------ Provided passage
The angle of view for most IR thermometers is too large in most cases so, if held even six inches away from the pipe, it will give an average temperature over the field of view. You have to hold it in contact with the pipe. The fact that the pipe is round is irrelevant.

Then there is the emissivity of the surface. If everything was painted matt black then they would not be too bad but on white or shiny copper they are both inaccurate and misleading if anyone believed the reading.
I agree that emissivity can be a problem, but only if the pipes have not been painted. IR thermometers are normally calibrated for an emissivity of about 0.95. Normal white paint use on pipes has an ε value of about 0.9, so it will read about 5% low, ie a temperature of 75C will read as 71 and 65C as 61.6. So your differential will be very slightly out, but not enough to worry about.

If you need to measure the temperature of an unpainted copper pipe, you can always wrap some black insulating tape round the pipe and measure the temperature off the tape.

Yes, I do own an IR thermometer and have done for many years.
------------
------ Data records
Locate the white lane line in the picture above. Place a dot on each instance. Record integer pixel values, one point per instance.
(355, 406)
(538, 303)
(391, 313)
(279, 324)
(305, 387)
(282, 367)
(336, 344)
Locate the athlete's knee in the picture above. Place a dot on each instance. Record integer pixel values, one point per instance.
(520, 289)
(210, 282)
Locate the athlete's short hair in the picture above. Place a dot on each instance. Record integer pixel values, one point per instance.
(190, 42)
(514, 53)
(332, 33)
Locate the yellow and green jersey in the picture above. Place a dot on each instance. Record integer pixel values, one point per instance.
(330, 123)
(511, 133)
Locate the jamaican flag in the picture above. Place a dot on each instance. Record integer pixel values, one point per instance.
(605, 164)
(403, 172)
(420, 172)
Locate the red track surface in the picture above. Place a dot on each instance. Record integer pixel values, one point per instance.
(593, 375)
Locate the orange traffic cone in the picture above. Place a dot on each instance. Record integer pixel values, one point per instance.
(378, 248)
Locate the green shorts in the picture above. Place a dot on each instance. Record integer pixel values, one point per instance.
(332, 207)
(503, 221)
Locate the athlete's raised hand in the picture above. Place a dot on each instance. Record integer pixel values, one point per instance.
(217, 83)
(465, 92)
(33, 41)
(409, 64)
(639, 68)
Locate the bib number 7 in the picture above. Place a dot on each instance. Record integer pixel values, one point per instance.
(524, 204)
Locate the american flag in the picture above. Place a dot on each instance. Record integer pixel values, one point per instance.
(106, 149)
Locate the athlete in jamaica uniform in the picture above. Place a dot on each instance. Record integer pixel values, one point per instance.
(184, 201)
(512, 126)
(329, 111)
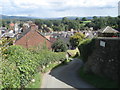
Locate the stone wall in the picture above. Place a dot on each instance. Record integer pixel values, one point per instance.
(105, 59)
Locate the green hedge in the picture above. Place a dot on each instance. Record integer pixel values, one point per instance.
(86, 47)
(20, 65)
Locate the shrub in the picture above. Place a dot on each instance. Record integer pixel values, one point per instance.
(20, 65)
(86, 47)
(76, 39)
(59, 46)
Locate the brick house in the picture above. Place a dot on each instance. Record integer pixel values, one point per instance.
(32, 38)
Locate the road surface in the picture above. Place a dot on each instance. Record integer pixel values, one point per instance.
(65, 77)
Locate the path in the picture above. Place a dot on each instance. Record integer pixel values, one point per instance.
(65, 77)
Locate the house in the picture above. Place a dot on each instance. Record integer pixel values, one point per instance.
(108, 32)
(32, 38)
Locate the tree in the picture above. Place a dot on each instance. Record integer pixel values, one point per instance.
(59, 46)
(76, 39)
(84, 19)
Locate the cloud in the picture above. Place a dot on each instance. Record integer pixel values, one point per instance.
(54, 8)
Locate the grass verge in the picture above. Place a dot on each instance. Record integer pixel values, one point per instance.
(38, 76)
(97, 81)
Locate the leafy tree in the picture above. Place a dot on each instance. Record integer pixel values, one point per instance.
(76, 39)
(59, 46)
(84, 19)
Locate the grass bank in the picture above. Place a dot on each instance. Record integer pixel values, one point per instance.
(36, 83)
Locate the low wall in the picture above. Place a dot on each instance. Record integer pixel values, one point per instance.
(105, 59)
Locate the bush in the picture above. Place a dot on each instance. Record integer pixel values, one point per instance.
(59, 46)
(76, 39)
(20, 65)
(86, 47)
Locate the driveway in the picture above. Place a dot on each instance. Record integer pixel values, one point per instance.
(65, 77)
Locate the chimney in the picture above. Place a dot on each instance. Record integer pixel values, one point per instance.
(34, 27)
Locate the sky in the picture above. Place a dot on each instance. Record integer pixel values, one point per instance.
(59, 8)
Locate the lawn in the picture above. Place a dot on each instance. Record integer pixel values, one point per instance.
(97, 81)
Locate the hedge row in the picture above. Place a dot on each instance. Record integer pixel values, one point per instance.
(86, 48)
(20, 65)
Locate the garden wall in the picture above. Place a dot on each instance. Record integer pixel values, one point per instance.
(104, 60)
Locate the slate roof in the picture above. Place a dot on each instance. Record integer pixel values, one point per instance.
(109, 29)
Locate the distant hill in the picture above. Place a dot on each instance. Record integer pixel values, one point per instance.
(71, 18)
(15, 17)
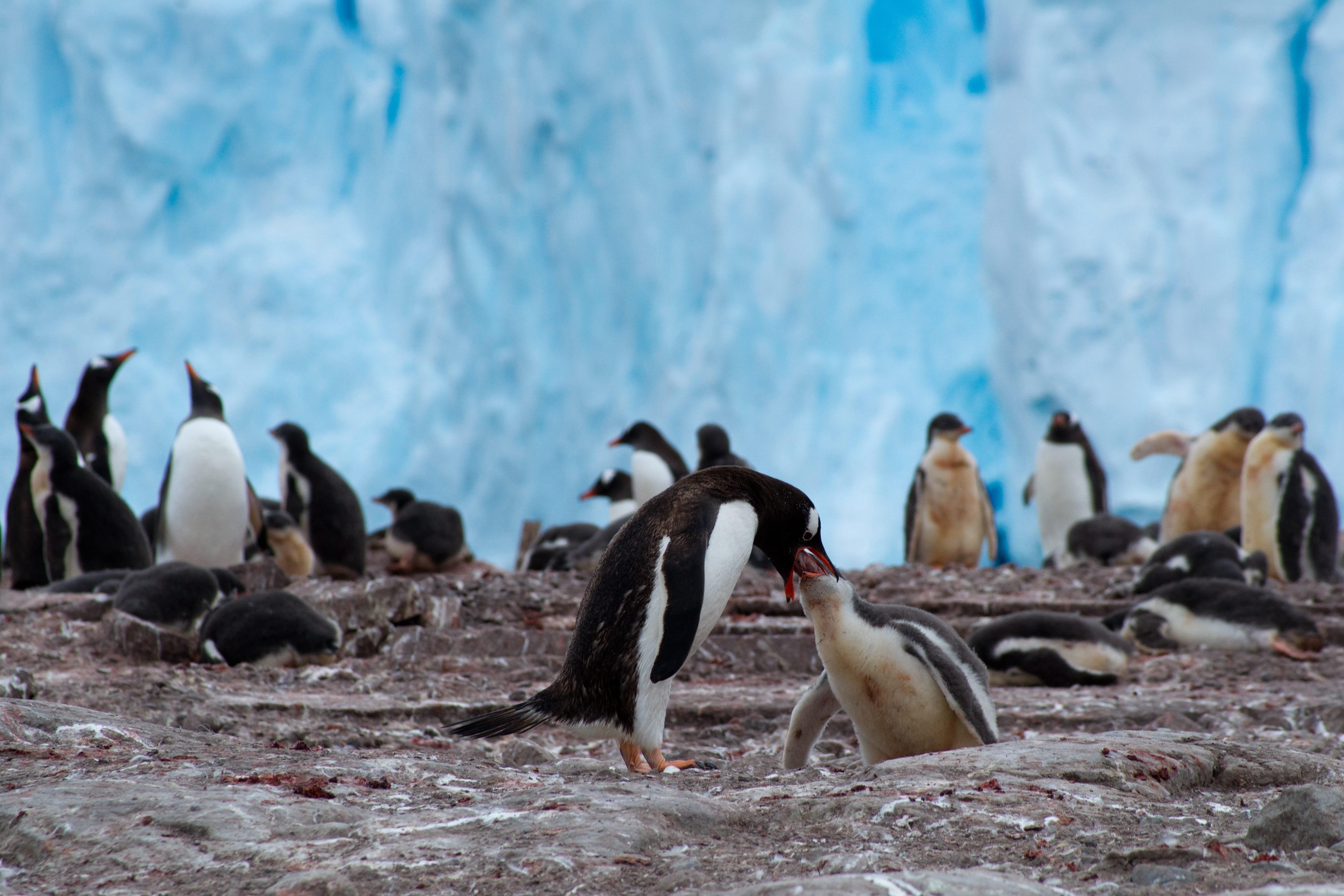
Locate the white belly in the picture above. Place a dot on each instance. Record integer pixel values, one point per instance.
------------
Carry the discussion about reading pipe temperatures with an IR thermometer further, picking up right after its final sentence.

I was going to carry out an experiment to compare the results of measuring the temperature off the pipe and off the surface of the rad, using my IP thermometer and my thermometer with a K type temperature probe (yes, I own one of those as well). However the heating is off - flow temp down to 25C - so it will have to wait for another day.
 
Thanks again for the info.

So would it affect the order the rads heat up if I didn't touch valves at all?

Cheers.

You seem to have some kind of fixation about the order that rads heat up!

Dont you realise that when properly balanced they all all heat up at the same rate commenserate with their size ?

What you should do is set ALL the lockshields to open just 1/2 turn and then make fine adjustments starting from that setting.

In reality it will be pretty well balanced without futher adjustments in most cases!